* _記事の抜粋_:
"""

石油元売り各社卸価格値下げ GSの競争も圧力産経新聞

 新日本石油やジャパンエナジーなど、元売り各社は9月のガソリン卸価格の値下げを発表し、原油価格に連動して高騰が続いた国内ガソリンの小売価格が、ようやく下げの局面に入った。

 ただ、ガソリン需要の急激な落ち込みにあえぐガソリンスタンド(GS)では、卸価格の引き下げを先取りした値下げ競争も加速している。新日石や出光興産は、卸価格の決定方法を変更し、より市況に連動した価格決定に変更する予定で、ガソリン価格は一段と値を下げる見通しだ。

 27日、会見した新日石の中村雅仁常務は「8月の値上げ分はほとんど価格に転嫁できなかった」と述べ、GSの値下げ競争の厳しさを訴えた。

 新日石は8月に5・1円、出光を除く他の元売り大手も6円程度の値上げを行ったが、小売価格は徐々に下落。店によっては「原油価格の下落を先取りして、10円以上値下げしているところもある」(元売り幹部)という。

"""

* _練習問題 1_:
次の(a)〜(c)がガソリン価格の記事の内容と合っているか、それぞれ「はい」か「いいえ」で答え、決め手になる記事の言葉をそのまま引用してください。(a) 新日石は8月にガソリンの卸価格を5・1円上げた。(b) 出光興産も8月に6円程度の値上げをした。(c) 新日石の中村常務は、8月の値上げ分をほぼ価格に上乗せできたと話した。
* _練習問題 2_:
ガソリン価格の記事に名前が出てくる石油元売り会社を、すべて挙げてください。
* _練習問題 3_:
ガソリン価格の記事の最後の文のあとから、続きを書いてください。

* _表示データ_:
"""

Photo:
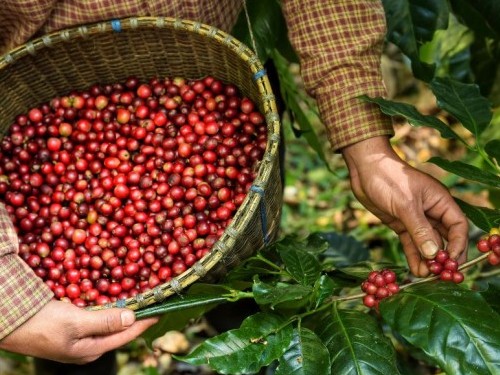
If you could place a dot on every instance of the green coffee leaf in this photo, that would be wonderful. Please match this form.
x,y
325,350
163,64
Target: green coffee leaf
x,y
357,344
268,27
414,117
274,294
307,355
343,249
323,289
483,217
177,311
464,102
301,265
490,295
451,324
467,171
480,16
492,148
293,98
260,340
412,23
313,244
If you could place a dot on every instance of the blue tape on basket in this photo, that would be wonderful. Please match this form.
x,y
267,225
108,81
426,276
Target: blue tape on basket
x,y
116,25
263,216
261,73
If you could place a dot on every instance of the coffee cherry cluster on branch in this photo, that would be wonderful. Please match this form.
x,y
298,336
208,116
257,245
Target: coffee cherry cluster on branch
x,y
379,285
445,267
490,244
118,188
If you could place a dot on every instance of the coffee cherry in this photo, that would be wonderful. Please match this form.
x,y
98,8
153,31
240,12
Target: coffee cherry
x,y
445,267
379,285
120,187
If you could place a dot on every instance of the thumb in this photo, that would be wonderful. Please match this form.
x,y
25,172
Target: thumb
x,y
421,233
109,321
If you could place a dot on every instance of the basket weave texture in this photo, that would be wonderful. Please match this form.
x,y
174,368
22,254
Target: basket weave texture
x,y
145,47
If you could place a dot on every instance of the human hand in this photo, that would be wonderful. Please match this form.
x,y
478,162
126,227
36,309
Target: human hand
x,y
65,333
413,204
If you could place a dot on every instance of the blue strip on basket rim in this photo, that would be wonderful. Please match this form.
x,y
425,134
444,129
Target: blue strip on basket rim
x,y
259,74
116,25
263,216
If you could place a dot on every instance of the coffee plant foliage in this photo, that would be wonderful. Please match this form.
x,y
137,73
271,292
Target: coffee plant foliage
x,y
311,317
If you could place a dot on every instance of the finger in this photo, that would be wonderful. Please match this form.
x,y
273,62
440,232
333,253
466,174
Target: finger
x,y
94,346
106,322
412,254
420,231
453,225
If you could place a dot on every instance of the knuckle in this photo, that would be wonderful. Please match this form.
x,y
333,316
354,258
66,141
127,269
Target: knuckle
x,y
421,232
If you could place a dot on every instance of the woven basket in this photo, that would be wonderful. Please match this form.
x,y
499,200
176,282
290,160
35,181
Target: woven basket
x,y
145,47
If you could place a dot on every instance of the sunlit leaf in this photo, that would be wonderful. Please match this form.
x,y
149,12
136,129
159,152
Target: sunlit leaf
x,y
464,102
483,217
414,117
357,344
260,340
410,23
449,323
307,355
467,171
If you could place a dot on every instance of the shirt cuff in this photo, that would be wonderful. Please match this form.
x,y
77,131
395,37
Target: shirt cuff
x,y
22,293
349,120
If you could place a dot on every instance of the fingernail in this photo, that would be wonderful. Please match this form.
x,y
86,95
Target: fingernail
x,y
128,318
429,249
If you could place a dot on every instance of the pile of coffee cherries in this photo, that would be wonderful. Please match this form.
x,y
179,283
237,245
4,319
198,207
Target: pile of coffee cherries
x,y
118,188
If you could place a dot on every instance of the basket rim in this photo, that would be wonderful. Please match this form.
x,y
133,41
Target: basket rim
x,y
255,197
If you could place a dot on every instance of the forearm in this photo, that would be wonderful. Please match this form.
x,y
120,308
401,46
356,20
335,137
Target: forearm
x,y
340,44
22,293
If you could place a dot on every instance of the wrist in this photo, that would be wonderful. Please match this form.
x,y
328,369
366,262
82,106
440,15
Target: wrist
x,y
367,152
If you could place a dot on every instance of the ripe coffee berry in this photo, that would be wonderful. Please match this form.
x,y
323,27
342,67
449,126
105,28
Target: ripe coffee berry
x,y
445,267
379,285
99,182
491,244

"""
"""

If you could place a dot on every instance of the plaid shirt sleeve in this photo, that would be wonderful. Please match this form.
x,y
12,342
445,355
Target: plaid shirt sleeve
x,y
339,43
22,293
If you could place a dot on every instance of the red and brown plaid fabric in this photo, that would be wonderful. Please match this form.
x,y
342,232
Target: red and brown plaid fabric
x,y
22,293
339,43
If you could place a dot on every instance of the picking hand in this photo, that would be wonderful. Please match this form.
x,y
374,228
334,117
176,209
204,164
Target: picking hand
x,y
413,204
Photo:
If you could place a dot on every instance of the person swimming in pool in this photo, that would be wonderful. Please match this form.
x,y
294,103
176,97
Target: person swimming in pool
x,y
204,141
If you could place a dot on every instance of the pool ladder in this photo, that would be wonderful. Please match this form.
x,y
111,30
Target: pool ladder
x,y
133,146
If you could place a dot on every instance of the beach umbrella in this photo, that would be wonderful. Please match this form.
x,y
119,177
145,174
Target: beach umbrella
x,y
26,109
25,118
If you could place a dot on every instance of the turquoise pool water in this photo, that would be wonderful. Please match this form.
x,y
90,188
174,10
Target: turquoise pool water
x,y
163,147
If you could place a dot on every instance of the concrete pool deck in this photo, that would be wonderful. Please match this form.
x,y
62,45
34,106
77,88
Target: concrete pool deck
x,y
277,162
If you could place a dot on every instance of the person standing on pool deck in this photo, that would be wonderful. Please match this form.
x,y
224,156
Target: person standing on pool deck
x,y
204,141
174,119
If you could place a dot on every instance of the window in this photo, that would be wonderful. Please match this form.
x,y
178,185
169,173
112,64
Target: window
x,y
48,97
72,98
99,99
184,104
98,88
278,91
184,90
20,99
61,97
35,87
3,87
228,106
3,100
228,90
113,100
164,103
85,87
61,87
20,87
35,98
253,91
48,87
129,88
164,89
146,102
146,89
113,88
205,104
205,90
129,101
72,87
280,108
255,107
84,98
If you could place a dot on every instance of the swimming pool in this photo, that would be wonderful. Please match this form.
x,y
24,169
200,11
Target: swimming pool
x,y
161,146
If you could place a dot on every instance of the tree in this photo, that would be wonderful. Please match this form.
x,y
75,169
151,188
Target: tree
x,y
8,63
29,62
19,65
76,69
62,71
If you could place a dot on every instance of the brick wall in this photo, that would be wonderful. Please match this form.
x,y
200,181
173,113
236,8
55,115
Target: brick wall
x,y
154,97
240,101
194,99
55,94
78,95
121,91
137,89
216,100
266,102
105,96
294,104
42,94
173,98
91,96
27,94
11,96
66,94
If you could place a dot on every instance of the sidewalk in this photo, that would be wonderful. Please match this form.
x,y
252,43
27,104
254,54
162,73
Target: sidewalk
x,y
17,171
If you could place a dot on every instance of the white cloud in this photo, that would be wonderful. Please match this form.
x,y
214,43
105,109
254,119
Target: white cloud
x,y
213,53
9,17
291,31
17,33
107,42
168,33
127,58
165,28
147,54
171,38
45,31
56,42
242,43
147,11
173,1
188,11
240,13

"""

* _問題の答え 1_:
(a) はい:「新日石は8月に5・1円、出光を除く他の元売り大手も6円程度の値上げを行った」
(b) いいえ:「出光を除く他の元売り大手も6円程度の値上げを行った」
(c) いいえ:「8月の値上げ分はほとんど価格に転嫁できなかった」

* _問題の答え 2_:
新日本石油(新日石)、ジャパンエナジー、出光興産

* _問題の答え 3_:
 こうした卸価格と小売価格の乖離(かいり)を軽減するため、新日石や出光は10月から東京工業品取引所の先物価格などを基に、毎週、卸値を改定する手法に変更する。市況の変化を迅速に卸・小売価格に反映することが可能となる。

 ただ、年間を通じてガソリンの最需要期となる8月も、新日石のガソリン販売量は前年同月比15%減と大きく落ち込むなど、相次ぐ値上げで需要は低迷している。

 顧客囲い込みのためのGSの値下げ圧力は一層強まっており、原油相場の急騰がないかぎり、今後も値下げ傾向は続きそうだ。